ANALYSES

Visite d’Anthony Blinken à Pékin : une volonté d’apaisement ?

Interview
20 juin 2023
Le point de vue de Barthélémy Courmont
 


Le secrétaire d’État américain Anthony Blinken a effectué une visite officielle de deux jours en Chine au cours de laquelle il s’est entretenu avec le président chinois Xi Jinping le 19 juin 2023, une première depuis la visite de Mike Pompeo il y a cinq ans. Alors que les tensions se cristallisent entre les deux pays, Pékin et Washington semblent vouloir renouer le dialogue. Quels étaient les enjeux de cette rencontre bilatérale ? Comment la relation sino-américaine est-elle susceptible d’évoluer, notamment à l’aune des élections présidentielles américaines ? Le point avec Barthélémy Courmont, directeur de recherche à l’IRIS, en charge du Programme Asie-Pacifique.

Le secrétaire d’État américain Anthony Blinken s’est rendu à Pékin pour une visite officielle de deux jours au cours de laquelle il s’est entretenu avec son homologue chinois, Qin Gang, et le président Xi Jinping. Dans quel contexte s’inscrit cette rencontre bilatérale ? Quels en étaient les enjeux ?

-=-=-=-=-

### [Énoncé rédigé 1]
D'après l'interview sur la visite d'Anthony Blinken à Pékin, qu'est-ce qui rend notable l'entretien du 19 juin 2023 avec Xi Jinping ? Répondez en une à trois phrases.
### [Énoncé rédigé 2]
Dans l'interview sur la visite d'Anthony Blinken à Pékin, quel est le nom de l'homologue chinois rencontré par le secrétaire d'État américain ?
### [Énoncé rédigé 3]
Rédigez la suite de l'interview sur la visite d'Anthony Blinken à Pékin, en commençant par la réponse à la dernière question posée.

### [Entrées extraites]
-=-=-=-=-

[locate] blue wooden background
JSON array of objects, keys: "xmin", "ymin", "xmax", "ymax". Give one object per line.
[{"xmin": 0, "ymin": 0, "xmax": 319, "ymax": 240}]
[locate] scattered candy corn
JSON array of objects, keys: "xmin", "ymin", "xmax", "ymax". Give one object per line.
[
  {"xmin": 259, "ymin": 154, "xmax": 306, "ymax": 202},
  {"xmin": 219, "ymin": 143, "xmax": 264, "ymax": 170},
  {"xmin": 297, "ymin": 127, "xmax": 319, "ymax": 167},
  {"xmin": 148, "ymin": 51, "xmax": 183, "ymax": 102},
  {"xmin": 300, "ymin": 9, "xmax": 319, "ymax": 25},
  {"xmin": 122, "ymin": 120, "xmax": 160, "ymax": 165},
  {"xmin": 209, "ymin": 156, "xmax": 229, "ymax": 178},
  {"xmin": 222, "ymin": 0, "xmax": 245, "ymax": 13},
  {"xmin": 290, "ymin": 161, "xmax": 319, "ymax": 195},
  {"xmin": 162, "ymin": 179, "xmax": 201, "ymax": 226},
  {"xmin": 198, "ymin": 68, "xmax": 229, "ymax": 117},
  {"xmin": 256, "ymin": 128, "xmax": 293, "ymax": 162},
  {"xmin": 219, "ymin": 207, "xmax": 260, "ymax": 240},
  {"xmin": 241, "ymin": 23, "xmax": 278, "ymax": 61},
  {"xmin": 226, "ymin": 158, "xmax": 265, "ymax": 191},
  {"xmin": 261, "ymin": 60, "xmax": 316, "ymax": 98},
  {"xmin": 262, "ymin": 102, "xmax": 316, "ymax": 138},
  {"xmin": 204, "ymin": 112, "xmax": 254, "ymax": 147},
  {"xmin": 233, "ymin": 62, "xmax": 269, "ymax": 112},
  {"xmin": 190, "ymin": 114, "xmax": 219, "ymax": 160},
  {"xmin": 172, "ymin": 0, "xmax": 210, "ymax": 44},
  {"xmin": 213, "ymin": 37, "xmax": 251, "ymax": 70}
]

-=-=-=-=-

### [Réponse finale 1]
Cet entretien avec le président chinois est une première depuis la visite de Mike Pompeo, cinq ans plus tôt. Il intervient alors que les tensions se cristallisent entre les deux pays et que Pékin et Washington semblent vouloir renouer le dialogue.

### [Réponse finale 2]
Qin Gang.

### [Réponse finale 3]
Le premier enjeu, qui peut paraitre simple, mais s’avère crucial, concerne la reprise du dialogue. Depuis l’arrivée au pouvoir de Joe Biden et, plus encore, la rencontre très tendue entre Anthony Blinken et son homologue de l’époque Wang Yi à Anchorage début 2021, la relation sino-américaine s’est non seulement dégradée, mais elle s’est surtout accompagnée de critiques très vigoureuses exprimées réciproquement et à distance par les deux pays. C’est également la première visite officielle d’un secrétaire d’État américain en Chine depuis celle de Mike Pompeo en octobre 2018, il y a près de cinq ans, avant la pandémie. L’actuel locataire de Foggy Bottom devait se rendre à Pékin en début d’année, mais son déplacement fut reporté sine die en raison de la crise provoquée par l’affaire des ballons « espions » survolant le territoire américain. Pendant cette période de tensions, en particulier au cours des dernières semaines, la Chine a relancé sa diplomatie, multipliant les déplacements et les accueils d’officiels. Il était donc important pour les États-Unis de reprendre le dialogue, et de matérialiser cette visite officielle attendue.

Anthony Blinken et Xi Jinping ont déclaré avoir trouvé des « terrains d’entente ». Le gouvernement chinois a notamment assuré qu’il ne fournirait pas d’armes à la Russie dans le cadre de la guerre en Ukraine, selon les propos rapportés par le secrétaire d’État américain. Néanmoins, de nombreux dossiers, tels que la question taiwanaise ou la rivalité commerciale, continuent de cristalliser les tensions entre les deux puissances. Quelle voie semble emprunter la relation sino-américaine à l’issue de cette rencontre ?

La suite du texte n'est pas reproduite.